DOCUMENT:
☆ ☆ ☆ ☆

Opinion
CIVIL ACTION NO. 5:15-cv-15761
03-02-2016
CHARLES BISER and JANICE BISER, Plaintiffs, v. MANUFACTURERS AND TRADERS TRUST COMPANY, Defendant.
MEMORANDUM OPINION AND ORDER
The Court has reviewed the Plaintiffs' Complaint (Document 1-2), the Defendant's Motion to Dismiss Plaintiffs' Complaint (Document 4), the Defendant's Memorandum in Support of Its Motion to Dismiss (Document 5), the Plaintiffs' Memorandum of Law in Opposition to Defendant's Motion to Dismiss (Document 7), and the Reply Brief in Support of Defendant's Motion to Dismiss (Document 10). For the reasons stated herein, the Court finds that the Defendant's motion should be granted in part and denied in part.

☆ ☆ ☆ ☆

PROVIDED MATERIAL:

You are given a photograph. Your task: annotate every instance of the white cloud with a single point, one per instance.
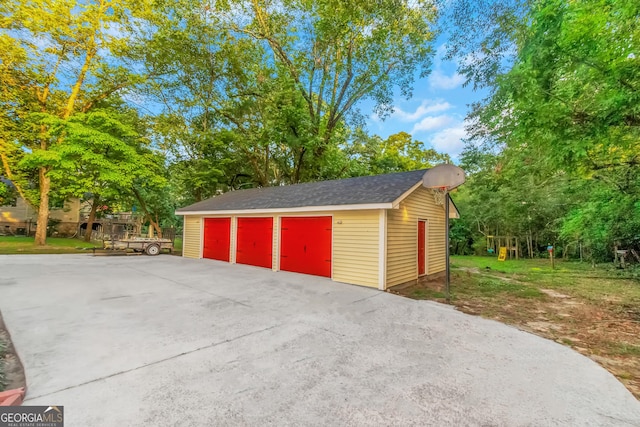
(449, 140)
(431, 122)
(426, 107)
(439, 80)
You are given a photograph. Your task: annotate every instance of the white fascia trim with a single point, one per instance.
(382, 251)
(396, 203)
(298, 209)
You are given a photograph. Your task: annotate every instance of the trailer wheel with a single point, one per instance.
(152, 250)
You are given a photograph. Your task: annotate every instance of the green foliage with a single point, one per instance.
(554, 155)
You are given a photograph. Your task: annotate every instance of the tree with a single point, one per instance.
(562, 114)
(338, 53)
(57, 58)
(272, 88)
(371, 155)
(102, 156)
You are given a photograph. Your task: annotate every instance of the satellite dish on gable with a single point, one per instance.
(442, 179)
(445, 177)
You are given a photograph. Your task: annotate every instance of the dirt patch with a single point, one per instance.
(13, 368)
(605, 329)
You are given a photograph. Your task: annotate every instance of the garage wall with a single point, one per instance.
(402, 237)
(275, 264)
(355, 247)
(192, 236)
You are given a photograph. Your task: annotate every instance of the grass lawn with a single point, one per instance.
(55, 245)
(594, 311)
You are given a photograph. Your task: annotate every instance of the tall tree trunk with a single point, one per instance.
(92, 218)
(43, 209)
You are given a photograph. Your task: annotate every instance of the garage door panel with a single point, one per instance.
(217, 238)
(255, 242)
(306, 245)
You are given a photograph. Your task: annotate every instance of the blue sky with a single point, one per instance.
(436, 112)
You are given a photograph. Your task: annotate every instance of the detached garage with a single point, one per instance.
(378, 231)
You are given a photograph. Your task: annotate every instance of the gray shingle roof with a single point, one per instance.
(350, 191)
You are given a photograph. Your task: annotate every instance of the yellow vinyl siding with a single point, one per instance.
(355, 247)
(402, 237)
(192, 236)
(233, 239)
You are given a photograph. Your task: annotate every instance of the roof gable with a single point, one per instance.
(362, 190)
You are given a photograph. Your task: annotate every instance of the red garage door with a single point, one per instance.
(255, 241)
(305, 245)
(217, 236)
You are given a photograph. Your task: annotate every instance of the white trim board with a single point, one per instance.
(297, 209)
(382, 250)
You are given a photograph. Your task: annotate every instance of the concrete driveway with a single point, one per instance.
(167, 341)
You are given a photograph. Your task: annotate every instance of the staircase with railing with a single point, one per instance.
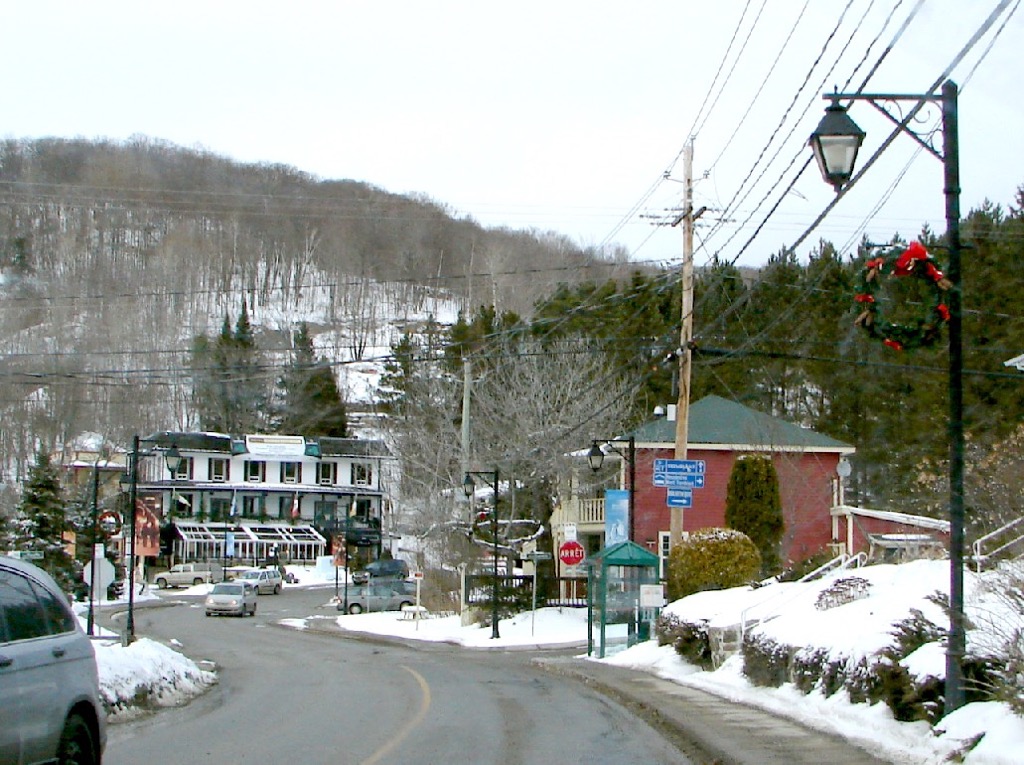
(1007, 541)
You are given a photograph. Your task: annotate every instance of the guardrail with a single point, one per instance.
(551, 591)
(838, 563)
(981, 557)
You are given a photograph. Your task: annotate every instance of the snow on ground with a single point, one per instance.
(788, 612)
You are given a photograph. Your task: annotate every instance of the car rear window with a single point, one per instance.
(24, 617)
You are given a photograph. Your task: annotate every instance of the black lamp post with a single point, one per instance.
(94, 576)
(173, 460)
(468, 486)
(835, 144)
(596, 458)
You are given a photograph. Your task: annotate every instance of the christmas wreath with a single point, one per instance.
(913, 261)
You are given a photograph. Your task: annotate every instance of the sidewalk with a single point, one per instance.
(710, 729)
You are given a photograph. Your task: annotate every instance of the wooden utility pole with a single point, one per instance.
(686, 333)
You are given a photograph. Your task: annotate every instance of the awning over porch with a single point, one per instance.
(255, 542)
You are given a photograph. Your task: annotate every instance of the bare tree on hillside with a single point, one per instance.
(541, 401)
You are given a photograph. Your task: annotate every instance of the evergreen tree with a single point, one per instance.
(40, 522)
(229, 385)
(754, 507)
(312, 402)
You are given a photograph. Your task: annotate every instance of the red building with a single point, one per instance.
(721, 431)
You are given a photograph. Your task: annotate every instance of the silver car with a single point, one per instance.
(236, 598)
(379, 597)
(50, 709)
(266, 581)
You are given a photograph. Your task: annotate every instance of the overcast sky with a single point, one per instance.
(560, 115)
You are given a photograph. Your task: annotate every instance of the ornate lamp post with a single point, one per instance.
(596, 459)
(173, 461)
(468, 486)
(835, 143)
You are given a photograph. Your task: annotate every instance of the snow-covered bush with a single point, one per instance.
(712, 559)
(690, 640)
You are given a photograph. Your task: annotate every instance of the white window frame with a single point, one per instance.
(220, 469)
(184, 469)
(327, 473)
(291, 472)
(259, 474)
(363, 473)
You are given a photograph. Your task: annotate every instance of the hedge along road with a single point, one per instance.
(307, 696)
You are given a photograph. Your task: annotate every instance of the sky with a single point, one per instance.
(790, 615)
(566, 117)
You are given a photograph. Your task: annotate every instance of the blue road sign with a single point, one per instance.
(679, 498)
(691, 467)
(679, 480)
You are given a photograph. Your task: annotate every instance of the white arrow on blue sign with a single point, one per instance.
(669, 467)
(683, 480)
(679, 498)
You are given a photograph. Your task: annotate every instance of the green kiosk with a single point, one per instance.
(622, 584)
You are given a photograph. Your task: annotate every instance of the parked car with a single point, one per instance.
(382, 568)
(236, 598)
(379, 597)
(187, 575)
(265, 580)
(49, 692)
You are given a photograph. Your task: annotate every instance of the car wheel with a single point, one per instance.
(77, 747)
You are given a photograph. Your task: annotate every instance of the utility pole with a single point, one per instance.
(467, 379)
(686, 332)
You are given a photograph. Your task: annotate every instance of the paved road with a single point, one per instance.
(326, 696)
(308, 696)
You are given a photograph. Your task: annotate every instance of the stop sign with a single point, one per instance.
(571, 553)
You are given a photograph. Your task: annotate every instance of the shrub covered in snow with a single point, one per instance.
(689, 639)
(712, 559)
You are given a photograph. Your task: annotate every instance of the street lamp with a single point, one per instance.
(596, 458)
(469, 486)
(173, 460)
(836, 143)
(832, 143)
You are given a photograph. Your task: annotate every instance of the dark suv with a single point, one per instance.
(382, 568)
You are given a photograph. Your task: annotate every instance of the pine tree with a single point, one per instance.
(753, 506)
(228, 384)
(312, 401)
(40, 522)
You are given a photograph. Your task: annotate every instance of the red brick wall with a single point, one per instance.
(805, 486)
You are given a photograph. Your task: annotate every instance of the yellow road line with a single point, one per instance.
(410, 726)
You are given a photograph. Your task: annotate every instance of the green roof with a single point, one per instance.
(220, 442)
(625, 553)
(714, 420)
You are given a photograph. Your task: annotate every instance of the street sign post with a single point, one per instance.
(571, 553)
(679, 466)
(679, 480)
(679, 498)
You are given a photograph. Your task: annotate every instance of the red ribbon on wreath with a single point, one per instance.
(913, 261)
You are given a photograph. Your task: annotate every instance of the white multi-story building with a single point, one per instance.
(282, 493)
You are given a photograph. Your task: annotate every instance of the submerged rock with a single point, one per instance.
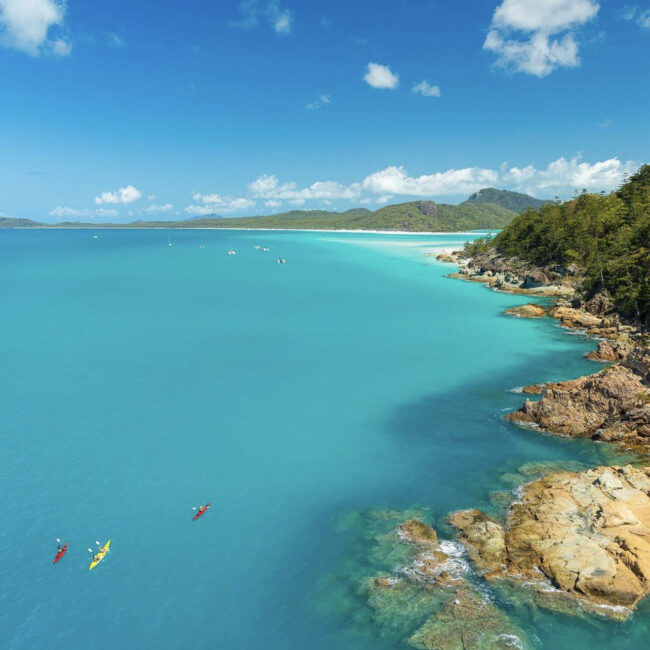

☆ ☆ ☆ ☆

PROBLEM TO WORK ON: Copy word for word everything in the court opinion from "MEMORANDUM OPINION AND" down to "denied in part.".

WRITTEN SOLUTION:
MEMORANDUM OPINION AND ORDER
The Court has reviewed the Plaintiffs' Complaint (Document 1-2), the Defendant's Motion to Dismiss Plaintiffs' Complaint (Document 4), the Defendant's Memorandum in Support of Its Motion to Dismiss (Document 5), the Plaintiffs' Memorandum of Law in Opposition to Defendant's Motion to Dismiss (Document 7), and the Reply Brief in Support of Defendant's Motion to Dismiss (Document 10). For the reasons stated herein, the Court finds that the Defendant's motion should be granted in part and denied in part.